Extrait proposé:
Bientôt les machines aux mains des propriétaires lucratifs n’auront que faire de ce débat et la part de social dans le travail sera réduite à néant ou peu s’en faut, restera la société par laquelle ce travail existe ; ça n’enlèvera rien au marxisme, ça ne fera que souligner l’urgence de son appréhension.

(les motifs qui nous font refuser l’exploitation abusive de la force de travail sont les mêmes qui nous feront refuser que l’humain soit retiré de l’équation -même s’il n’est plus force productive-, l’humain est la justification initiale et finale à toute la société)

PS : il n’est pas requis de parfaire la théorie de l’évolution pour être un évolutionniste ou de réécrire la création pour être un créationniste, alors il est entendu de pouvoir prétendre être un marxiste sans prétention.

16/06/2015 13:48 par Dwaabala

@ Arthurin
Il vaut mieux être marxiste sans le dire que le dire sans l’être.

16/06/2015 13:51 par Arthurin

Sans contredit.

16/06/2015 19:33 par Dwaabala

Qui admet la théorie de la valeur marxiste admet ensuite par là même l’existence de cette marchandise particulière qu’est la force de travail dont la valeur réside dans ce qui est nécessaire à son entretien.
D’un autre côté, la force de travail est la seule marchandise qui est productrice d’une nouvelle valeur, les autres marchandises (matérielles : machines, etc.) ne faisant que transmettre leur valeur au produit.
Qui admet que la force de travail ajoute une nouvelle valeur au produit est ensuite obligé d’admettre que la nouvelle valeur produite n’a pas de rapport avec celle qui est nécessaire à l’entretien de la force de travail, le salaire.
Et doit par la même aussi admettre que la différence entre les deux constitue ce que Marx appelait la plus-value. Cette découverte était tenue par F. Engels comme équivalente en importance pour l’économie politique à celle de l’oxygène pour la chimie moderne.
La plus-value est le résultat de l’ exploitation de la force de travail et ne comporte aucune connotation morale, puisque le contrat de travail est conforme au code bourgeois : achat-vente des marchandises selon leurs valeurs.

Données fournies:
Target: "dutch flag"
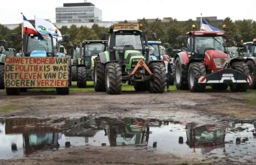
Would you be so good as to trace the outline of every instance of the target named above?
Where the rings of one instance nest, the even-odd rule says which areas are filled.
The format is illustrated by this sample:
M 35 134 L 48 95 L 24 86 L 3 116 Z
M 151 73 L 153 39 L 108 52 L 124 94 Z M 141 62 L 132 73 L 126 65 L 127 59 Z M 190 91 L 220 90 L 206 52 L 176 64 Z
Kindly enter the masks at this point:
M 202 19 L 202 25 L 201 26 L 201 30 L 206 31 L 220 31 L 218 28 L 213 27 L 207 22 L 204 19 Z

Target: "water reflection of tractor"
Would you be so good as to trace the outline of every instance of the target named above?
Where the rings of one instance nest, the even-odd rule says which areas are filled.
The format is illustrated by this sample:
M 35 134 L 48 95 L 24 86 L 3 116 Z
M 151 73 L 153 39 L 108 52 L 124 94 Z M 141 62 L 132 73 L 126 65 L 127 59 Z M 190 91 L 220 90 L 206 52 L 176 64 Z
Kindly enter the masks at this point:
M 57 29 L 55 30 L 55 33 L 52 34 L 49 32 L 44 32 L 44 34 L 38 35 L 37 33 L 32 32 L 31 31 L 28 31 L 28 29 L 26 28 L 24 33 L 25 37 L 23 38 L 22 46 L 24 52 L 23 53 L 24 53 L 25 57 L 33 58 L 34 59 L 33 60 L 30 61 L 32 61 L 32 65 L 37 64 L 37 61 L 37 61 L 36 59 L 37 59 L 38 58 L 64 58 L 59 59 L 60 61 L 63 60 L 63 63 L 65 63 L 68 64 L 68 65 L 70 65 L 68 66 L 67 70 L 65 70 L 68 74 L 66 78 L 65 79 L 65 80 L 58 79 L 56 75 L 54 74 L 46 74 L 48 76 L 45 76 L 45 74 L 43 75 L 43 76 L 41 75 L 41 76 L 37 76 L 37 75 L 37 75 L 37 76 L 33 77 L 36 77 L 35 79 L 30 79 L 29 80 L 31 80 L 30 81 L 28 81 L 28 80 L 24 80 L 24 78 L 12 80 L 12 81 L 9 83 L 10 84 L 10 85 L 7 86 L 6 85 L 8 84 L 6 82 L 6 81 L 5 88 L 7 95 L 19 95 L 20 92 L 26 92 L 28 89 L 32 88 L 50 88 L 51 86 L 56 88 L 58 94 L 69 94 L 70 86 L 71 85 L 70 59 L 65 54 L 60 53 L 59 51 L 60 44 L 57 39 L 58 34 Z M 42 35 L 43 35 L 44 37 L 42 37 Z M 15 34 L 12 33 L 11 36 L 11 41 L 16 40 L 17 36 Z M 46 37 L 47 36 L 48 37 Z M 64 35 L 63 36 L 62 38 L 63 40 L 63 42 L 68 42 L 69 36 L 68 35 Z M 47 60 L 46 60 L 46 61 Z M 16 63 L 17 62 L 18 62 L 15 61 L 13 63 Z M 63 66 L 61 66 L 61 67 L 60 67 L 59 70 L 60 70 L 60 68 L 63 68 Z M 64 67 L 66 68 L 65 67 Z M 59 67 L 58 68 L 59 68 Z M 19 73 L 21 74 L 20 75 L 21 75 L 21 74 L 25 75 L 25 73 L 26 73 L 26 70 L 20 71 Z M 42 72 L 41 71 L 41 73 Z M 57 75 L 59 75 L 61 72 L 62 72 L 60 70 L 55 71 L 56 73 L 55 74 L 57 73 Z M 61 73 L 62 74 L 63 73 Z M 34 75 L 33 74 L 36 74 L 36 72 L 34 72 L 31 74 Z M 53 77 L 49 76 L 52 76 Z M 26 81 L 26 82 L 25 80 Z M 40 82 L 38 83 L 38 82 Z M 36 82 L 37 82 L 36 83 Z M 7 86 L 8 86 L 6 87 Z
M 194 153 L 196 148 L 201 148 L 203 153 L 206 153 L 215 148 L 224 148 L 228 127 L 227 125 L 218 127 L 210 124 L 196 127 L 194 123 L 188 124 L 186 126 L 186 143 L 194 148 Z
M 147 145 L 149 128 L 144 120 L 126 118 L 124 120 L 107 120 L 106 127 L 110 146 L 140 145 Z
M 5 134 L 22 134 L 24 153 L 28 155 L 36 150 L 46 150 L 60 146 L 58 142 L 57 130 L 52 127 L 37 125 L 44 120 L 36 118 L 14 118 L 5 119 Z M 27 128 L 26 125 L 30 125 Z

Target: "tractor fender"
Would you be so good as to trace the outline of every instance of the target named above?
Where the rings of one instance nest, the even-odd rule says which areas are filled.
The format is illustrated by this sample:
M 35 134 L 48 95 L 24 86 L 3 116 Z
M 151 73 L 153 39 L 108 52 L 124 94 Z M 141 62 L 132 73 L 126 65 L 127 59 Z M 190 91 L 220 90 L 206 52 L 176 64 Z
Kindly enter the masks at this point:
M 254 63 L 256 64 L 256 57 L 247 57 L 245 59 L 245 62 L 247 62 L 249 60 L 252 60 L 254 62 Z
M 188 55 L 186 51 L 180 52 L 175 56 L 174 59 L 176 60 L 177 58 L 180 58 L 182 64 L 187 65 L 188 63 Z
M 229 65 L 231 66 L 232 64 L 235 62 L 244 61 L 246 62 L 247 61 L 246 59 L 239 59 L 238 58 L 234 58 L 230 59 L 229 61 Z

Travail à faire:
1 - Renvoyez sans rien changer le passage de l'extrait sur le marxisme qui commence aux mots « Et doit par » et s'arrête après les mots « selon leurs valeurs. ».
2 - Dites si chacune de ces affirmations s'accorde avec l'extrait sur le marxisme, en répondant par oui ou par non et en citant à l'identique les mots qui tranchent. (a) La force de travail est la seule marchandise qui produit une nouvelle valeur. (b) C'est Marx qui comparait l'importance de la plus-value à celle de l'oxygène pour la chimie moderne. (c) La plus-value comporte une connotation morale.
3 - Écrivez la suite de l'extrait sur le marxisme à partir de sa dernière phrase.
Le matériel ci-dessus forme un ensemble distinct de l'extrait sur le marxisme.

Corrigé de l'exercice:
1 -
Et doit par la même aussi admettre que la différence entre les deux constitue ce que Marx appelait la plus-value. Cette découverte était tenue par F. Engels comme équivalente en importance pour l’économie politique à celle de l’oxygène pour la chimie moderne.
La plus-value est le résultat de l’ exploitation de la force de travail et ne comporte aucune connotation morale, puisque le contrat de travail est conforme au code bourgeois : achat-vente des marchandises selon leurs valeurs.

2 -
(a) Oui : « la force de travail est la seule marchandise qui est productrice d’une nouvelle valeur ».
(b) Non : « Cette découverte était tenue par F. Engels comme équivalente en importance pour l’économie politique à celle de l’oxygène pour la chimie moderne. »
(c) Non : « La plus-value est le résultat de l’ exploitation de la force de travail et ne comporte aucune connotation morale ».

3 -
C’est pourquoi, après avoir plus haut brièvement rappelé ce qu’est la valeur du point de vue marxiste, je disais : et tout le reste en découle.
C’est pourquoi aussi cette théorie a besoin d’être niée à la base par tout économiste au service du capital, puisqu’elle implique la lutte des classe dont la fin, le but, est l’appropriation des forces productives par la classe des travailleurs.

16/06/2015 23:53 par Arthurin

"lui il est marxiste, lui il l’est pas, lui il dit qu’il est alors qu’il l’est pas et puis moi je le suis plus que lui"

Mais sérieux, qu’est-ce qu’on en a à foutre... ??

Ce qui est important c’est à quel point la nécessité de la lutte peut pénétrer les esprits, et ce qu’on en fait ; j’aime autant te dire qu’ils sont pas lourd de ma génération à avoir lu Marx, et je les sens pas trop vouloir dominer leur prochain si tu veux, alors ta dictature du prolétariat tu vas l’attendre un moment.

C’est à la portée de n’importe qui de faire du c/c, par contre être capable d’en avoir sa propre compréhension et interprétation, être en mesure de les restituer dans le réel, de l’expliciter et ne pas craindre la confrontation, c’est autre chose ; or il se trouve que ma position ne vient jamais contredire les apports de Marx sur la valeur, la plus-value, l’antagonisme de classe, l’organisation du travail, etc.

Comme je vois que distribuer des droits de cité t’intéresse plus que le fond, je m’en vais continuer mon chemin, voir où mène le marxisme, l’anarchisme, l’humanisme, la démocratie, l’auto-déterminisme, l’idéologie libertaire, le communisme, le capitalisme (non-financier), et toutes ces autres choses auxquelles j’appartiens, que je le dise ou non, que je le veuille ou non.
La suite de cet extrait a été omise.